織田信長と比叡山延暦寺が争った経緯はこちらからどうぞ。

宣教師としてキリスト教の布教活動

布教許可を受けたイエズス会宣教師は織田信長の後ろ盾を背景に、畿内で一般民衆だけでなく大名や地方領主も対象として精力的に信徒を増やしていきました。織田信長同様に利権を追い求める仏教に疑問を持った人や、純粋にキリスト教の教義に心酔した人などを取り込み、信徒数が急速に増加していきます。ソースがないため信憑性はかなり薄いのですが、筆者は戦国時代末期には日本人口の10%がキリスト教信者だったという記事を読んだことがあります。かなり大袈裟に盛っている可能性も否定できないのですが、日本での急速な普及が感じられる数字ではありますよね。
════════════════
◆ 指示 ◆
上に示した、宣教師によるキリスト教布教についての文章を、最後の文の後から書き継いでください。
════════════════
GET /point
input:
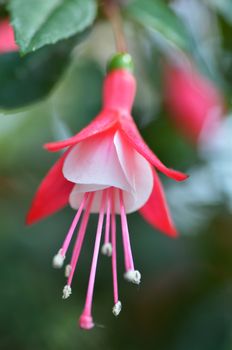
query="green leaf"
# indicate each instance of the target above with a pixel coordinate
(158, 16)
(224, 7)
(24, 80)
(38, 23)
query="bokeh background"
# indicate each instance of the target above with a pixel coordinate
(185, 298)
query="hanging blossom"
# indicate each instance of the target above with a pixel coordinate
(107, 168)
(195, 104)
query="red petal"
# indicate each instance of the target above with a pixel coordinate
(156, 211)
(133, 136)
(52, 194)
(104, 121)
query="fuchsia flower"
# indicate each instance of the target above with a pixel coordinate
(7, 40)
(195, 104)
(108, 169)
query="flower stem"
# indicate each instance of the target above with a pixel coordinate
════════════════
◆ 解答 ◆
またポルトガルとの貿易を望んだ戦国大名は、貿易で儲けるためのキッカケ作りとしてキリスト教に入信します。ポルトガルとの貿易はインドや東南アジアの拠点を経由して行われたため、貿易のために地理的に優位性のある九州では多くのキリシタン大名が誕生しています。

宣教師と織田信長との間の架け橋に

九州で多くの人をキリスト教に改修させたルイス・フロイスは、他の宣教師が来日した時の通訳としても活躍を続けました。もともと織田信長とは面識があったこともあり、来日したばかりの宣教師を引き合わせたりもしていたようです。

ちなみにルイス・フロイスは安土城天守閣にも登ったことがあるようで、この時はやはり宣教師のアレッサンドロ・ヴァリニャーノを引き合わせた際の通訳を務めていました。このヴァリニャーノは日本人の資質を高く評価していたようで、それ故に天正遣欧使節を企画したとのことです。

16世紀に西欧に渡った少年達・天正遣欧使節

本能寺の変が起きてから記録事業を開始

本能寺の変が起きて織田信長が倒れた後、ルイス・フロイスはイエズス会から宣教師としての布教活動ではなく、イエズス会の布教用の資料として宣教師の活動記録を残すよう指示を受けます。元々文筆に才能を持っていたルイス・フロイスはこの記録事業に全力を傾け、全国を回って見聞を広げながら日本のことを書き記していきます。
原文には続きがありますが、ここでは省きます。